The answer must be the data, repeated exactly.

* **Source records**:

######

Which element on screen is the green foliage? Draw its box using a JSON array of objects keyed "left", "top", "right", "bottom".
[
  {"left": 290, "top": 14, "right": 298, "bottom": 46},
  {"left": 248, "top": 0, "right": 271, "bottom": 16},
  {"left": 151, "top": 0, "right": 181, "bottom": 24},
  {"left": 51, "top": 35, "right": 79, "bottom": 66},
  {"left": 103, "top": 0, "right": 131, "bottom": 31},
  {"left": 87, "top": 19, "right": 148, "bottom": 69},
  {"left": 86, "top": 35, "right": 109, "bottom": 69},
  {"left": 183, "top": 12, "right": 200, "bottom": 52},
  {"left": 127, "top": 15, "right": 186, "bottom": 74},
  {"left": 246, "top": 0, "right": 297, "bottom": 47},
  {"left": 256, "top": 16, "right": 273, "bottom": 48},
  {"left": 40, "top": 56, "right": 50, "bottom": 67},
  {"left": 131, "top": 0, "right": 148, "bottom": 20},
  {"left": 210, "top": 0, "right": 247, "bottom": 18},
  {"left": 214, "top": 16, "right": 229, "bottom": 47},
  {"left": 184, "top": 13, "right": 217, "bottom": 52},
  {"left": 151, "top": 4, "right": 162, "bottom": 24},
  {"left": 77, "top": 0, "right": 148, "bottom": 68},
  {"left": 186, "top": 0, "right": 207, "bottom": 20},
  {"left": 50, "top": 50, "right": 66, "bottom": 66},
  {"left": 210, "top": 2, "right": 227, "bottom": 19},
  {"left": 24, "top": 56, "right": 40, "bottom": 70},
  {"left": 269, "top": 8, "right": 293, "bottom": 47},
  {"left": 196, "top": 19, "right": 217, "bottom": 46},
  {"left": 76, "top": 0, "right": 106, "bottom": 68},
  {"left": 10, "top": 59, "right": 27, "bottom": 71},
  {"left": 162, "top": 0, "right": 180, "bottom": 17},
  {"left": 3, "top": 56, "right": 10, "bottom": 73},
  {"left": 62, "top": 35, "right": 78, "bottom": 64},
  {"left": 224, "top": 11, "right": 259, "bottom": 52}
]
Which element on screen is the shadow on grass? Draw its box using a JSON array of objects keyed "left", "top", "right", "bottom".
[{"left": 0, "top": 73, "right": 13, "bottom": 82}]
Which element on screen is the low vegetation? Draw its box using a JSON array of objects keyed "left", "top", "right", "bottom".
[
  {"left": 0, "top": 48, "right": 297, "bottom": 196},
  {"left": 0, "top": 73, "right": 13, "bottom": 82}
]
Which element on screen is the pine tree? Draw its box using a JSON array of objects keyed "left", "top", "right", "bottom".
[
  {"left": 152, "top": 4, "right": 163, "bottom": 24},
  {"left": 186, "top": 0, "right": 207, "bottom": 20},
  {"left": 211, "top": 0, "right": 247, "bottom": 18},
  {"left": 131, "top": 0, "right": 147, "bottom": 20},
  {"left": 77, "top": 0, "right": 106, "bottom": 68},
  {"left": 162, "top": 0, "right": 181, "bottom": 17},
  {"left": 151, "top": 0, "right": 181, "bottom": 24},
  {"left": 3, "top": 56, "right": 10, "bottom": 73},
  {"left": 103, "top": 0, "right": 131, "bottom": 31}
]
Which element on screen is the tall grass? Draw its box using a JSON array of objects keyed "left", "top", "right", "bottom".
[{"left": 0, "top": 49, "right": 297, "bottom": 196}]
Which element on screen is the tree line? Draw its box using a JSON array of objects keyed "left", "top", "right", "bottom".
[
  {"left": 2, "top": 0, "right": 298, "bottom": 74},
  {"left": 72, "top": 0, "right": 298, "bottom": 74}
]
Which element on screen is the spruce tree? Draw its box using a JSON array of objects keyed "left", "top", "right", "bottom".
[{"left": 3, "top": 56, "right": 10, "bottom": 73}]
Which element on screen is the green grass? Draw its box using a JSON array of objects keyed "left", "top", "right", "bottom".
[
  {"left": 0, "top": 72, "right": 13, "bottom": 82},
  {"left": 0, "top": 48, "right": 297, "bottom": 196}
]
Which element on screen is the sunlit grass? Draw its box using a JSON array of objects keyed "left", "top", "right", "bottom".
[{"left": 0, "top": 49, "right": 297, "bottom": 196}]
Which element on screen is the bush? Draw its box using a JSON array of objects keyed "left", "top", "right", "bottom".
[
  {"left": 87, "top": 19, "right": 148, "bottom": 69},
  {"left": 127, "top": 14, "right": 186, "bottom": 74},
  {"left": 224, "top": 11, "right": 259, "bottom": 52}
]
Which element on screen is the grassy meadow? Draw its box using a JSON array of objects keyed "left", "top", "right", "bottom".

######

* **Task response**:
Which element on screen is the green foliage? Draw its box using a JSON array of objects keyed "left", "top", "right", "bottom".
[
  {"left": 290, "top": 14, "right": 298, "bottom": 46},
  {"left": 248, "top": 0, "right": 271, "bottom": 16},
  {"left": 151, "top": 0, "right": 181, "bottom": 24},
  {"left": 51, "top": 35, "right": 79, "bottom": 66},
  {"left": 103, "top": 0, "right": 131, "bottom": 31},
  {"left": 87, "top": 19, "right": 148, "bottom": 69},
  {"left": 86, "top": 35, "right": 109, "bottom": 69},
  {"left": 183, "top": 12, "right": 200, "bottom": 52},
  {"left": 127, "top": 15, "right": 186, "bottom": 74},
  {"left": 246, "top": 0, "right": 297, "bottom": 47},
  {"left": 256, "top": 16, "right": 273, "bottom": 48},
  {"left": 40, "top": 56, "right": 50, "bottom": 67},
  {"left": 131, "top": 0, "right": 148, "bottom": 20},
  {"left": 210, "top": 0, "right": 247, "bottom": 18},
  {"left": 214, "top": 16, "right": 229, "bottom": 47},
  {"left": 184, "top": 13, "right": 217, "bottom": 52},
  {"left": 151, "top": 4, "right": 162, "bottom": 24},
  {"left": 77, "top": 0, "right": 148, "bottom": 68},
  {"left": 186, "top": 0, "right": 207, "bottom": 20},
  {"left": 50, "top": 50, "right": 66, "bottom": 66},
  {"left": 210, "top": 2, "right": 227, "bottom": 19},
  {"left": 24, "top": 56, "right": 40, "bottom": 70},
  {"left": 269, "top": 8, "right": 293, "bottom": 47},
  {"left": 196, "top": 19, "right": 217, "bottom": 46},
  {"left": 76, "top": 0, "right": 106, "bottom": 68},
  {"left": 10, "top": 59, "right": 27, "bottom": 71},
  {"left": 162, "top": 0, "right": 180, "bottom": 17},
  {"left": 3, "top": 56, "right": 10, "bottom": 73},
  {"left": 62, "top": 35, "right": 78, "bottom": 64},
  {"left": 224, "top": 11, "right": 259, "bottom": 52}
]
Which element on screen is the shadow on grass? Draw its box using a JSON array of objects keyed "left", "top", "right", "bottom".
[{"left": 0, "top": 73, "right": 13, "bottom": 82}]
Which element on screen is the low vegetation? Draw its box using a JSON array of objects keyed "left", "top", "right", "bottom".
[
  {"left": 0, "top": 48, "right": 297, "bottom": 196},
  {"left": 0, "top": 73, "right": 13, "bottom": 82}
]
Which element on screen is the pine tree? Draw its box using a JSON array of objects keyed "left", "top", "right", "bottom".
[
  {"left": 152, "top": 4, "right": 163, "bottom": 24},
  {"left": 186, "top": 0, "right": 207, "bottom": 20},
  {"left": 211, "top": 0, "right": 247, "bottom": 18},
  {"left": 131, "top": 0, "right": 147, "bottom": 20},
  {"left": 77, "top": 0, "right": 106, "bottom": 68},
  {"left": 162, "top": 0, "right": 181, "bottom": 17},
  {"left": 151, "top": 0, "right": 181, "bottom": 24},
  {"left": 3, "top": 56, "right": 10, "bottom": 73},
  {"left": 103, "top": 0, "right": 131, "bottom": 31}
]
Which element on screen is the tall grass? Draw its box using a JSON array of objects keyed "left", "top", "right", "bottom".
[{"left": 0, "top": 49, "right": 297, "bottom": 196}]
Which element on screen is the tree line? Draw its box using a JSON array of objects keyed "left", "top", "right", "bottom".
[
  {"left": 2, "top": 0, "right": 298, "bottom": 74},
  {"left": 72, "top": 0, "right": 298, "bottom": 74}
]
Which element on screen is the spruce tree? Draw its box using a JSON array of objects keyed "left", "top", "right", "bottom".
[{"left": 3, "top": 56, "right": 10, "bottom": 73}]
Which element on screen is the green grass? Draw its box using a JSON array of objects keyed "left", "top", "right", "bottom".
[
  {"left": 0, "top": 72, "right": 13, "bottom": 82},
  {"left": 0, "top": 48, "right": 297, "bottom": 196}
]
Which element on screen is the sunlit grass? Draw its box using a JSON array of objects keyed "left", "top", "right", "bottom".
[{"left": 0, "top": 49, "right": 297, "bottom": 196}]
Which element on screen is the bush? Draw its box using a JSON array of objects keyed "left", "top", "right", "bottom".
[
  {"left": 87, "top": 19, "right": 148, "bottom": 69},
  {"left": 127, "top": 14, "right": 186, "bottom": 74},
  {"left": 224, "top": 11, "right": 259, "bottom": 52}
]
Which element on screen is the grassy meadow? Draw its box using a JSON array of objects keyed "left", "top", "right", "bottom".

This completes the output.